*SET EXERCISE 1*
In the article on Facebook's open hardware, what power usage effectiveness rating do Facebook's server farms have?
*SET EXERCISE 2*
Pick up the article about Facebook's bet on open hardware after its final sentence and carry it forward.

Sunday, September 29, 2013

Why Facebook is betting its future on open hardware, and why it matters to you


How Facebook has significantly cut the cost of delivering computing capability. Aivars Lode Avantce

Why Facebook is betting its future on open hardware, and why it matters to you

By Nick Heath | September 24, 2013 -- 13:17 GMT (06:17 PDT)
For years, servers have been built to a set menu — with most customers offered boxes including the same hardware and software, whether they needed it or not.
Web giants such as Google and Facebook have chosen more of an a la carte aproach for their datacentres, designing servers tailored to the computing workloads they will be carrying out and nothing more.
Under the Open Compute Project (OCP), Facebook and its partners have committed to developing novel designs for compute, storage and general datacentre infrastructure — not just the servers themselves, but the chassis and racks they sit in and their associated power and cooling, and then to sharing those designs so they can be refined and built upon.
For Facebook, the shift to DIY datacentres is paying off, in both the efficiency and the reliability of its datacentres. Facebook's datacentre in Lulea, Sweden, is kitted out with 100 percent OCP-designed equipment, and has a failure rate one third that of Facebook's datacentres running a mix of OCP and non-OCP hardware.
Similarly, Facebook credits OCP equipment for allowing it to run some of the most efficient datacentres in the world. Facebook's server farms have a power usage effectiveness (PUE) rating of 1.07, when the "gold standard" for the industry is 1.5 (PUE reflects how much of the total power delivered to a datacentre gets to a server).

Ultimately, companies will be better served by kitting out their datacentres with infrastructure that has been stripped down to the core components needed to carry out specific computing workloads, said Frank Frankovsky, Facebook's VP of hardware design and supply chain operations, an approach that the OCP refers to as 'vanity-free design'.
"We [Facebook] remove anything that's not necessary, if it doesn't contribute to computing your News Feed or storing your photos then it's not in the design so there's fewer things that can break," he said, explaining why OCP servers have proven more reliable.
"You strip out as much as you can to make it as efficient as possible, and also there are not as many ancillary things that can break."
Frankovsky said another boost to quality comes from testing that is done being specific to the workloads that are run. In contrast, the testing procedures used on traditional servers from OEMs are limited because they have to do "very wide and shallow testing" for a large number of use cases.
Modularity is another core OCP design principle, a central idea behind the project is to break components of the datacentre, rack and server into parts that can be swapped out as computing needs change. At the project's Santa Clara summit earlier this year, the 'Group Hug' slot architecture was revealed, whose design would allow server motherboards to accept ARM system on a chips, as well as AMD or Intel chips.
While only a handful of large companies have publicly acknowledged using Open Compute designs in their datacentres, the other big firm being the European hosting company Rackspace, it seems server OEMs such as IBM, HP and Dell will have to also move into a la carte servers if they want to win business from large web customers such as Facebook.

*LISTING*

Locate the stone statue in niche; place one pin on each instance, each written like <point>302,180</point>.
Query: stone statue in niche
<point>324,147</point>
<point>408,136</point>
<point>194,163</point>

*WRITTEN REPLY 1*
1.07

*WRITTEN REPLY 2*
All Facebook hardware in datacentres will be OCP-designs, said Frankovsky, whether that's provided by ODMs (Original Design Manufacturers) — companies such as Hyve Solutions or Quanta that manufacture products for sale under another brand — or by the OEMs, as both Dell and HP are members of the OCP.
The openness of the OCP means that contributors share the designs for the datacentre equipment they produce. Large companies like Rackspace can then take these designs and modify them to suit their specific needs and then get ODMs to manufacture this equipment.
Smaller companies, without the ability or desire to modify OCP designs, can buy equipment based on vanilla OCP specifications. This is the approach followed by video games publisher Riot Games, responsible for the popular online game League of Legends.
There are a number of OCP-approved equipment makers that manufacture servers and datacentre infrastructure based on OCP designs, such as Penguin Computing, which makes servers based on the Open Compute V2 and V3 systems.
"Those are two examples of how the community are engaging from an adoption perspective," Frankovsky, who is also chairman of the OCP, said.
Why open compute will become mainstream
Even if firms don't adopt OCP equipment directly Frankovsky predicts the number of computing workloads carried out on OCP equipment will continue to grow as more work shifts to cloud computing providers from smaller datacentres.
"Cisco UCS or PowerEdge systems are excellent for SMEs who want a fully integrated stack of technology. Those customers don't want transparency, they want stuff to work," Frankovsky said.
"Over time those customers will procure less and less but will outask to cloud computing providers, which is why I'm so bullish about the impact that OCP will have on industry over the next three to five years. It's those large providers who are the main adopters of open compute."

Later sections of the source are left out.